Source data
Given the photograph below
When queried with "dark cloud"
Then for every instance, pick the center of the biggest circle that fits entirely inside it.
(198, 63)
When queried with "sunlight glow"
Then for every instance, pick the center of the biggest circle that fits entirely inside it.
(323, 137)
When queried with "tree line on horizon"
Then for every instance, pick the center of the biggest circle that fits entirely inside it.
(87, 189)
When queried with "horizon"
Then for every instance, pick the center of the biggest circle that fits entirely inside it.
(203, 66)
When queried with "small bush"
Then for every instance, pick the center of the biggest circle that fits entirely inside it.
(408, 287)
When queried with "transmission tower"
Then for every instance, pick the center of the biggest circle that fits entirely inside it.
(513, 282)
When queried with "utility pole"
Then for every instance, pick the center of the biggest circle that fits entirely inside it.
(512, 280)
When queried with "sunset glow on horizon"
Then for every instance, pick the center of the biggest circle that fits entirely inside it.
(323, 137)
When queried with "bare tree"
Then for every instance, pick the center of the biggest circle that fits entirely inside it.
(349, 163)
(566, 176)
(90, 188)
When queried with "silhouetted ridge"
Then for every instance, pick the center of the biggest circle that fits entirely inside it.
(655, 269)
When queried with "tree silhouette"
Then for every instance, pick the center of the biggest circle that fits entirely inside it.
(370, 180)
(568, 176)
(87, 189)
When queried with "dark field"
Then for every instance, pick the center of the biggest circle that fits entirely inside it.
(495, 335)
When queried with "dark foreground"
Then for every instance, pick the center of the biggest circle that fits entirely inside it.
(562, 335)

§ Aim
Reproduce each line verbatim.

§ Answer to this exercise
Given the photograph below
When queried with "dark cloud"
Then for every instance, pick the center of the biggest circle that fits entirely inside it.
(198, 63)
When queried with "sunlight glow"
Then for every instance, pick the center of the biggest circle that fits entirely inside it.
(323, 137)
When queried with "tree line on horizon"
Then for every instance, pick the center of the biggest circle that fits entirely inside it.
(87, 189)
When queried with "horizon"
Then for every instance, pick the center of the biggest circle that fits entirely inside it.
(203, 66)
When queried with "small bush"
Then for every instance, pick the center of the biggest circle that fits entirely inside it.
(408, 287)
When queried with "transmission tower"
Then for every instance, pick the center of the biggest circle that fits entirely inside it.
(513, 282)
When queried with "utility pole"
Then for every instance, pick the center of the biggest circle that fits entirely inside it.
(512, 280)
When queried with "sunset glow on horizon"
Then for every instance, pick the center of the biggest circle that fits entirely inside it.
(323, 137)
When queried with "bare tree"
Then for every instance, pick the center of the biggest circle that fits entirely inside it.
(349, 163)
(566, 176)
(90, 188)
When queried with "silhouetted ridge"
Then for every instance, pick the center of the biggest circle that fits entirely inside it.
(655, 269)
When queried with "tree silhouette"
Then for every instance, pick the center of the biggest circle that fits entirely inside it.
(370, 180)
(568, 176)
(87, 189)
When queried with "dark field"
Then for every instance, pick the center of the biggest circle that fits entirely inside it.
(495, 335)
When queried with "dark foreground"
Then for every instance, pick the center of the biggest circle that fits entirely inside it.
(562, 335)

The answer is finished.